### DATOS DE ENTRADA ###

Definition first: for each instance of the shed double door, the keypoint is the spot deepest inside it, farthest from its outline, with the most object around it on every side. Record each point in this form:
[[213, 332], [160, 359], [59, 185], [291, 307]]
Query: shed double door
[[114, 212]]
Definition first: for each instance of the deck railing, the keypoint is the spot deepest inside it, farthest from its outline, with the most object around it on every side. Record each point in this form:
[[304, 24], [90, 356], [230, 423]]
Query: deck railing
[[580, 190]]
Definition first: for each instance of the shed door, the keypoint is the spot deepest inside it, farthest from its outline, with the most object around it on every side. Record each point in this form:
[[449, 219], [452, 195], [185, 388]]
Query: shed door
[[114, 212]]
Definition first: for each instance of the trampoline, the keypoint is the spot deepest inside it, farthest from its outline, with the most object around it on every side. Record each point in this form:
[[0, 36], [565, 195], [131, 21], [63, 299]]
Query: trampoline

###

§ TAREA PEDIDA: Repite tal cual estas líneas de datos, sin cambiar nada.

§ SOLUCIÓN PROPUESTA:
Definition first: for each instance of the shed double door, the keypoint is the spot deepest inside it, farthest from its outline, with the most object around it on every side. Record each point in this form:
[[213, 332], [160, 359], [59, 185], [291, 307]]
Query: shed double door
[[114, 212]]
Definition first: for each instance of the deck railing, the keypoint is the spot deepest inside it, farthest from its outline, with the most object around it on every side. Record each point in this form:
[[304, 24], [90, 356], [230, 423]]
Query: deck railing
[[580, 190]]
Definition first: for each instance of the shed door, the keypoint is the spot deepest inside it, farthest from its outline, with the most object around it on every side. Record each point in this form:
[[449, 219], [452, 195], [185, 388]]
Query: shed door
[[114, 212]]
Definition first: for each instance of the trampoline, the keypoint is the spot deepest inside it, farthest from its outline, with the most object around it on every side. Record each point in this form:
[[0, 36], [565, 195], [131, 21], [63, 299]]
Query: trampoline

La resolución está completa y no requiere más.